* Exercise set
1. In the bug report below, what platform does the JBoss 3.0.4 and Jetty system run on?
2. Pick up the bug report about the MDB that stops reacting where it stops and continue it.

* Excerpted passage
========
Menu

#1176 Problem: MDB stops reacting

v3.0 Rabbit Hole
closed-fixed
JBossMQ (152)
5
2003-09-26
2003-03-11
No

I would like to report a potential bug.
I've made a post in Jboss forums and there was some
responses from other people supposedly experiencing
simular problems.

Below, I repeat the problem description and our current
state of researching the roots of the problem:
=====
Setup:
Our system is centered around Jboss 3.0.4+Jetty
running on AS400. In short, it handles HTTP requests :)
Current (test environment) average load on the system is
somewhere around 30 requests per minute, peak values
so far were around 200. Production systems certainly as
usual has to handle more.
========
* Given records
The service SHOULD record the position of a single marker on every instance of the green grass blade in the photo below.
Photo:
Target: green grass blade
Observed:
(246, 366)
========
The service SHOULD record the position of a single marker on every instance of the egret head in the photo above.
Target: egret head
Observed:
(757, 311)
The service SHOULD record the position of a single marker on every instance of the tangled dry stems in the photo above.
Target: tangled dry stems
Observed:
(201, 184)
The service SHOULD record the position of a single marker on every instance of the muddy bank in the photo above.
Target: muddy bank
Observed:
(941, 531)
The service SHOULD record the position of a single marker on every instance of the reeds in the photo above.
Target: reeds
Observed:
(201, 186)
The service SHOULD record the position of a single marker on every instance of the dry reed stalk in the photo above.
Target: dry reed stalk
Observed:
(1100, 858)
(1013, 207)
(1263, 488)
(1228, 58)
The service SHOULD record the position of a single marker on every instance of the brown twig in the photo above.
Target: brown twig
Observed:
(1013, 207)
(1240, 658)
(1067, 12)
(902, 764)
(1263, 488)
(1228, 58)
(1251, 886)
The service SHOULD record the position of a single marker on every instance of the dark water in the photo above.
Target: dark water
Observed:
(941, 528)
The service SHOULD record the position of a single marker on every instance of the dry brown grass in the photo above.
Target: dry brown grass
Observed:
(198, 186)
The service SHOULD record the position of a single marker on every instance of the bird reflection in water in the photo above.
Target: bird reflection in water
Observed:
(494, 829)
========
* Answers given
1. AS400

2.
The basic workflow/design of the system can be
described as follows:
- requests are picked up by the servlets
- each type of request is handled by separate servlet
(actually the same class, but different config parameters
through web.xml)
- servlet parses the request, composes an object
message and submits it to the core via request JMS
queue with one of the properties set to specific constant
reflecting the request type
- servlet goes to timed-synchronous waiting cycle on
response queue, if no response arrives from core in 10
sec, a specific (timeout) response is sent to the client
- core "interface" is a set of MDB that call the rest
(Session and Entity beans) or respond back directly
through response queue. Instances of each different
MDB class handle request messages only of a certain
type specified via message selector in descriptor.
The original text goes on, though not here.